• _Problem to solve_:
Your task is to copy the material exactly.

··· Given entries ···

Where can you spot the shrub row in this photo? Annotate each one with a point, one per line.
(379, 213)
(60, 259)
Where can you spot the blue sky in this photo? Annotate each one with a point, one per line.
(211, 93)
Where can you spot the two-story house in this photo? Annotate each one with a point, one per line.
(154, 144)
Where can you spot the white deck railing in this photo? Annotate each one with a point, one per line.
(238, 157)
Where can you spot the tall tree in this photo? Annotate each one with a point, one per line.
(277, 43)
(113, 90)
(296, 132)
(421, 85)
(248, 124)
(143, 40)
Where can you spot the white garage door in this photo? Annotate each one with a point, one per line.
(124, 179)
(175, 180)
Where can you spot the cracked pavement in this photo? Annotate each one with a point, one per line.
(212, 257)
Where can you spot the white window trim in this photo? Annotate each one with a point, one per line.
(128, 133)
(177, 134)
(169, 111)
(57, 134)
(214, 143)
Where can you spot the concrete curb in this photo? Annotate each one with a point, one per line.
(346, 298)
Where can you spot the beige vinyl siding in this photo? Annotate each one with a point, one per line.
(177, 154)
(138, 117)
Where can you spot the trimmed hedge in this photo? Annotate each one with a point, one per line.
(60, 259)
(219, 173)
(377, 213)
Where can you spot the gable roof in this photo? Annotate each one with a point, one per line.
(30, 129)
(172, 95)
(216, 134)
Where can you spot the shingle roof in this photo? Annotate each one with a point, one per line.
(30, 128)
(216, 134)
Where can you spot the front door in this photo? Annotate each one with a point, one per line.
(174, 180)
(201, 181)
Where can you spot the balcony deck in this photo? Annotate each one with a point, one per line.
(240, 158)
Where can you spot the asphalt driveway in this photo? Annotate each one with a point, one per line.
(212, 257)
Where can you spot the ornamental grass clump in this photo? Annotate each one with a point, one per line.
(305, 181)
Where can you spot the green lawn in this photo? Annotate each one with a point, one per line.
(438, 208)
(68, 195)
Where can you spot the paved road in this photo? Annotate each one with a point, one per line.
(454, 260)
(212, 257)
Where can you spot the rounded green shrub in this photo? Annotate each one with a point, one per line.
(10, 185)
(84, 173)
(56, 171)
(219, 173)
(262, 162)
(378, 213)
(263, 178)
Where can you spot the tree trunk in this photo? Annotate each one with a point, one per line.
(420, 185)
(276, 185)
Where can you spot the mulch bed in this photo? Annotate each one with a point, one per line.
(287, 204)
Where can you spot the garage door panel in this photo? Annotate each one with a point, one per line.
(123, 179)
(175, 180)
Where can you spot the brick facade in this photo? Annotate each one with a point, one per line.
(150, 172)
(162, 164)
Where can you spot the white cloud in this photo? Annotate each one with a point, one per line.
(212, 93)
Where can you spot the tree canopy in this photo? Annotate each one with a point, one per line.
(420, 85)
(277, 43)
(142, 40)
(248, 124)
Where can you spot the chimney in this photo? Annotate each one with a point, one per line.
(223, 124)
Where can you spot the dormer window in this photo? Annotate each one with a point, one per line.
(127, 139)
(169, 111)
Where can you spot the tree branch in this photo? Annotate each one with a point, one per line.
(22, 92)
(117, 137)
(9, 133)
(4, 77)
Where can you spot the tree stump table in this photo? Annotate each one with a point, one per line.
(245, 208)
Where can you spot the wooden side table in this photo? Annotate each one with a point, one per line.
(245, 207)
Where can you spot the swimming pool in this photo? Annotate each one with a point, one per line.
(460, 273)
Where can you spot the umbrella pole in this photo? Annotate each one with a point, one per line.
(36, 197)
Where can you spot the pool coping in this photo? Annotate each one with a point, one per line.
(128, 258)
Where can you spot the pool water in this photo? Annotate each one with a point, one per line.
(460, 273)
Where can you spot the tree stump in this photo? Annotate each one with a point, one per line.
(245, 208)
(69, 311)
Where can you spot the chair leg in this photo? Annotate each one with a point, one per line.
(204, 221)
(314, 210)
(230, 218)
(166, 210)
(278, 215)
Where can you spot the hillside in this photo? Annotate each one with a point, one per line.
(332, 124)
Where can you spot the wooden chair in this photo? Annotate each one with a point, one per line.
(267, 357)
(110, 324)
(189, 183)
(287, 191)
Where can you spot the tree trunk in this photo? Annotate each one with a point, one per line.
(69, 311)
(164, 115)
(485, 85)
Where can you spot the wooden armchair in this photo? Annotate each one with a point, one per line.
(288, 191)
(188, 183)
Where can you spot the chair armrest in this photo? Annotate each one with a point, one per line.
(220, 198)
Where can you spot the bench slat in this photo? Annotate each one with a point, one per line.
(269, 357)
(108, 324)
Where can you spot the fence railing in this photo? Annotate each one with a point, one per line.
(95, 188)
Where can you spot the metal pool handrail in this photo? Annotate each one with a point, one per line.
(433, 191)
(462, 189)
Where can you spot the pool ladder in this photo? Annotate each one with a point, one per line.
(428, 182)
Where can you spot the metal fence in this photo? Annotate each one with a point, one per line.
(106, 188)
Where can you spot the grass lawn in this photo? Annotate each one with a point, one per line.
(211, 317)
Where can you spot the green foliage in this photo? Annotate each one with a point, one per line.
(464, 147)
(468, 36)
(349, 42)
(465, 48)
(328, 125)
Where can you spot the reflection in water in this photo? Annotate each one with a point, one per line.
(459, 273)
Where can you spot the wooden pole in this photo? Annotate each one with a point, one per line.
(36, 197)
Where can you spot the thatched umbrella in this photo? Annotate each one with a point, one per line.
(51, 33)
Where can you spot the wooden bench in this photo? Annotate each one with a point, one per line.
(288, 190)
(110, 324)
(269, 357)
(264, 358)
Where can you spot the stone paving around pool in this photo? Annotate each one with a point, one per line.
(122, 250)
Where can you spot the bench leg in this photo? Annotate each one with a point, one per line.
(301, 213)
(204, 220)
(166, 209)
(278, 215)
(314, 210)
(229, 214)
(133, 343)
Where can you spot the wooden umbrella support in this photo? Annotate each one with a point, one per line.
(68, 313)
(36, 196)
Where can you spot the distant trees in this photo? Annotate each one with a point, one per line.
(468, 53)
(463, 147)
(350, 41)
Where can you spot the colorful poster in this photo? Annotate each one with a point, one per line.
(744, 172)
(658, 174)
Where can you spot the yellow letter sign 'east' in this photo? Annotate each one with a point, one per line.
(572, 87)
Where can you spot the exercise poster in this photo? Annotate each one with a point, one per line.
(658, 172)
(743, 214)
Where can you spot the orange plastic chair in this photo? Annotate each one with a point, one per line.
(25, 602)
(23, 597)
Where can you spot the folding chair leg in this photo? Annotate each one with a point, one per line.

···

• _Result of this exercise_:
Where can you spot the shrub row in this photo? Annotate each one with a point, one per line.
(379, 213)
(60, 259)
Where can you spot the blue sky in this photo? Annotate each one with a point, one per line.
(211, 93)
Where can you spot the two-story house in this photo? Annotate each one with a point, one per line.
(154, 144)
Where can you spot the white deck railing in this photo? Annotate each one with a point, one per line.
(238, 157)
Where can you spot the tall tree in this photo? Annotate each one with a point, one per line.
(277, 43)
(113, 90)
(296, 132)
(421, 85)
(248, 124)
(143, 40)
Where can you spot the white garage door in this photo? Annotate each one with a point, one per line.
(124, 179)
(175, 180)
Where can you spot the cracked pavement in this photo? Annotate each one with a point, one per line.
(212, 257)
Where can you spot the white window trim in this photo? Annotate each one with a point, one per line.
(128, 133)
(177, 134)
(169, 111)
(57, 134)
(214, 143)
Where can you spot the concrete curb in this photo? Annotate each one with a point, one per line.
(346, 298)
Where can you spot the beige vinyl siding in this photo? Annotate each one with a point, one per line.
(177, 154)
(138, 117)
Where can you spot the trimmed hedge in this photo? Annotate each one with a point, one per line.
(60, 259)
(219, 173)
(377, 213)
Where can you spot the gable roof in this photo? Annotate each one with a point, one per line.
(30, 129)
(172, 95)
(216, 134)
Where can you spot the shingle roof in this photo? Annotate each one with a point, one per line.
(30, 128)
(216, 134)
Where can you spot the front door in this photo? Annotate each one with a point, one per line.
(174, 180)
(201, 181)
Where can you spot the balcony deck in this photo? Annotate each one with a point, one per line.
(240, 158)
Where can you spot the asphalt driveway in this photo? Annotate each one with a point, one per line.
(212, 257)
Where can you spot the ornamental grass clump in this photo? Annotate each one with a point, one per line.
(305, 181)
Where can you spot the green lawn in this photo? Annotate each one with a point, one per line.
(438, 208)
(68, 195)
Where can you spot the paved road in this photo? Annotate each one with a point, one per line.
(454, 260)
(212, 257)
Where can you spot the rounded green shrub in this photo? Annotate each one with a point, one per line.
(10, 185)
(84, 173)
(56, 171)
(219, 173)
(262, 162)
(378, 213)
(263, 178)
Where can you spot the tree trunk in this photo? Annotate each one with a point, one per line.
(420, 185)
(276, 185)
Where can you spot the mulch bed in this photo? Annotate each one with a point, one per line.
(287, 204)
Where can you spot the garage door panel in this photo? Annotate each one with a point, one per line.
(123, 179)
(175, 180)
Where can you spot the brick facade in this photo? Annotate each one with a point, one per line.
(150, 172)
(162, 164)
Where can you spot the white cloud in this photo? Annotate each one with a point, one per line.
(212, 93)
Where can you spot the tree canopy in this photo? Annotate each one with a point, one per line.
(420, 85)
(277, 43)
(142, 40)
(248, 124)
Where can you spot the chimney in this photo? Annotate each one with a point, one per line.
(223, 124)
Where can you spot the dormer window in this photo? Annotate each one with a point, one per line.
(127, 139)
(169, 111)
Where can you spot the tree branch in this photo? Annotate each one with a point, one per line.
(22, 92)
(117, 137)
(9, 133)
(4, 77)
Where can you spot the tree stump table in this photo? Annotate each one with a point, one per line.
(245, 208)
Where can you spot the wooden side table in this photo? Annotate each one with a point, one per line.
(245, 207)
Where can you spot the swimming pool in this photo? Annotate each one with a point, one per line.
(460, 273)
Where can you spot the umbrella pole in this photo? Annotate each one with a point, one per line.
(36, 197)
Where can you spot the pool coping in this photo? Annotate each one with a point, one per line.
(128, 258)
Where can you spot the pool water in this photo? Annotate each one with a point, one per line.
(460, 273)
Where can you spot the tree stump in this photo? Annotate each one with a point, one per line.
(245, 208)
(69, 311)
Where can you spot the chair leg in this photo? Annotate each one with a point, one per line.
(204, 221)
(314, 210)
(230, 218)
(166, 210)
(278, 215)
Where can you spot the hillside in this photo? Annotate each one with a point, one per line.
(332, 124)
Where can you spot the wooden chair in this photo? Annotate each one with a point, one per line.
(267, 357)
(110, 324)
(189, 183)
(287, 191)
Where can you spot the tree trunk in this photo? Annotate each one with a point, one per line.
(69, 311)
(164, 115)
(485, 85)
Where can you spot the wooden armchair in this photo? Annotate each one with a point, one per line.
(288, 191)
(188, 183)
Where can you spot the chair armrest in this photo? Annotate each one with a point, one per line.
(220, 198)
Where can you spot the bench slat in this photo? Annotate each one with a point, one per line.
(269, 357)
(108, 324)
Where can you spot the fence railing in this photo? Annotate each one with a point, one per line.
(95, 188)
Where can you spot the metal pool handrail in this photo? Annotate each one with a point, one per line.
(433, 191)
(462, 189)
Where can you spot the pool ladder in this photo? Annotate each one with a point, one per line.
(428, 182)
Where can you spot the metal fence in this photo? Annotate each one with a point, one per line.
(106, 188)
Where can you spot the grass lawn in this photo? Annotate each one with a point, one per line.
(211, 317)
Where can you spot the green foliage in this photo? Annotate each one with a point, one per line.
(464, 147)
(468, 36)
(349, 42)
(465, 48)
(328, 125)
Where can you spot the reflection in water in this photo? Annotate each one with a point, one per line.
(459, 273)
Where can you spot the wooden pole in this photo? Annotate each one with a point, one per line.
(36, 197)
Where can you spot the thatched umbrella in this photo? Annotate each one with a point, one per line.
(51, 33)
Where can you spot the wooden bench in this photo? Annotate each one with a point, one per line.
(288, 190)
(110, 324)
(269, 357)
(264, 358)
Where can you spot the stone paving around pool in this photo? Annotate each one with a point, one per line.
(122, 250)
Where can you spot the bench leg in this photo? Annotate each one with a point, one per line.
(301, 213)
(204, 220)
(166, 209)
(278, 215)
(314, 210)
(229, 214)
(133, 343)
Where can you spot the wooden umbrella support in this photo? Annotate each one with a point, one per line.
(68, 313)
(36, 196)
Where can you spot the distant trees in this photo? Annotate each one with a point, one per line.
(468, 53)
(463, 147)
(350, 41)
Where can you spot the colorful poster in this photo? Annotate each one with a point, one per line.
(744, 172)
(658, 174)
Where can you spot the yellow letter sign 'east' in this photo? Annotate each one with a point, one per line.
(572, 87)
Where can you spot the exercise poster in this photo? Annotate each one with a point, one per line.
(658, 172)
(743, 214)
Where can you spot the orange plastic chair in this photo? Annotate each one with a point, one per line.
(25, 602)
(23, 597)
Where can you spot the folding chair leg in this photo? Annotate each one with a point, one per line.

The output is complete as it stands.